__Task details__
Copy out the stretch from the line containing "Can you see the black handbag?" through the end of the material, requests included, and shift every point by adding 41 to both its x and y coordinates.

__Material provided__

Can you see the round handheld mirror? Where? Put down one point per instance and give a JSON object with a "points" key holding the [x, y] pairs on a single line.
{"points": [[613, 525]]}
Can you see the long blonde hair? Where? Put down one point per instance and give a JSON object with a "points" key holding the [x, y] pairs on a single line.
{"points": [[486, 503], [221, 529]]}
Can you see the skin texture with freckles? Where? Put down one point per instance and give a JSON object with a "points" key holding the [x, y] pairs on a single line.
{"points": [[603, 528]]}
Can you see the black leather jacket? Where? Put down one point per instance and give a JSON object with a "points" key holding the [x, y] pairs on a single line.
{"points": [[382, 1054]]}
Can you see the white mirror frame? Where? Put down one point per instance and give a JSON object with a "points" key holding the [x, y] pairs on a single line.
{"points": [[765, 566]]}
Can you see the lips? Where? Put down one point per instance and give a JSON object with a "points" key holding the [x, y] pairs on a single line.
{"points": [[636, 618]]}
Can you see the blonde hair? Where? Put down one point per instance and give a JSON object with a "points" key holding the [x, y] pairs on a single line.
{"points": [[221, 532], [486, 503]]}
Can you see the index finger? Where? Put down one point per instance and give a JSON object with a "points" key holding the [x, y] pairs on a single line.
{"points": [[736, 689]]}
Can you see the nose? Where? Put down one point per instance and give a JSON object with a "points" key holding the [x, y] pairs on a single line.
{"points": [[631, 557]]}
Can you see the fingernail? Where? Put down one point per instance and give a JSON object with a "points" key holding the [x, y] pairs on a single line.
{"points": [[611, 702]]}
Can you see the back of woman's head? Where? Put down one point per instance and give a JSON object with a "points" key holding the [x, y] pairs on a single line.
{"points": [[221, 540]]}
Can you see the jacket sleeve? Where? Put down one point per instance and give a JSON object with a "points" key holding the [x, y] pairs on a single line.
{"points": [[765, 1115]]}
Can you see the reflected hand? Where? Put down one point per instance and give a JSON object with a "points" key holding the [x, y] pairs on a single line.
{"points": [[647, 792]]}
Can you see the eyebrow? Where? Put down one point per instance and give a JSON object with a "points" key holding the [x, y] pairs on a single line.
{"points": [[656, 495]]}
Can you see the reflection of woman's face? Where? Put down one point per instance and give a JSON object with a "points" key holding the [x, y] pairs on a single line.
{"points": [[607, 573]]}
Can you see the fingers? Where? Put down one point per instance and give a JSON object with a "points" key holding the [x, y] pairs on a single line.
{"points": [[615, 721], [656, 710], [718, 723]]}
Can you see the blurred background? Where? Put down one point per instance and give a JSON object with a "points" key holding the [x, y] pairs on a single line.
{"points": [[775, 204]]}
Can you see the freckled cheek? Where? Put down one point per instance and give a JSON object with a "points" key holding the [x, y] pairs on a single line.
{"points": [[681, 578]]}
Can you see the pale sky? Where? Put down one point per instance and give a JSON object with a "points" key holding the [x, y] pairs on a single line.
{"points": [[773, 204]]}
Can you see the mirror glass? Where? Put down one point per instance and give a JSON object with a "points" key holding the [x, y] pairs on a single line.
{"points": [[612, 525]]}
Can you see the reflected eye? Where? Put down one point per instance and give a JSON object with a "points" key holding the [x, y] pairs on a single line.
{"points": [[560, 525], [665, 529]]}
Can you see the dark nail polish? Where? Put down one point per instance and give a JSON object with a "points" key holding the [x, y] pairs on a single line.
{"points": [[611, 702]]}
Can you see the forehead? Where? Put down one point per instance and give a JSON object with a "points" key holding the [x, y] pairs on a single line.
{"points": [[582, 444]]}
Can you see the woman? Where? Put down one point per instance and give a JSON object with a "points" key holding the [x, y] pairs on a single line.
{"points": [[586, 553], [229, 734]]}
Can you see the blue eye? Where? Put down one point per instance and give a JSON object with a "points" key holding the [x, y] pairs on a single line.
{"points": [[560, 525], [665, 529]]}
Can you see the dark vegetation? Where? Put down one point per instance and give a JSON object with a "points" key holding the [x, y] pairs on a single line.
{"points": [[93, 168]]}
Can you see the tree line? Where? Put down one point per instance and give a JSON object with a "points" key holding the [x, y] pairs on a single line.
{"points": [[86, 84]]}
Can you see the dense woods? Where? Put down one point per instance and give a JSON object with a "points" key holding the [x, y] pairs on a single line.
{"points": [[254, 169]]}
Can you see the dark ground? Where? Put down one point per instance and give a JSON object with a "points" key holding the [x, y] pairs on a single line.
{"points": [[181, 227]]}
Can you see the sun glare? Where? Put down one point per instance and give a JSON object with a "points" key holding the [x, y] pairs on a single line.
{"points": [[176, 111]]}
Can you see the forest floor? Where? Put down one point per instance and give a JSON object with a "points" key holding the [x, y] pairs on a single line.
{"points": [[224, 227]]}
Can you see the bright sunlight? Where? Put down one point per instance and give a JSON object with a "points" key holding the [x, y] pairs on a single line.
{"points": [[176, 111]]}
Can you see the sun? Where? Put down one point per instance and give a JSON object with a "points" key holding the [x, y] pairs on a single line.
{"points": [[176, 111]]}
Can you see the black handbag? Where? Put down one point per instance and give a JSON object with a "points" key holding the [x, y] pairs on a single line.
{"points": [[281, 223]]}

__Reply__
Can you see the black handbag? Where? Put down one point per instance and give a JSON object with a "points" key holding the [x, y] pairs on a single line.
{"points": [[322, 264]]}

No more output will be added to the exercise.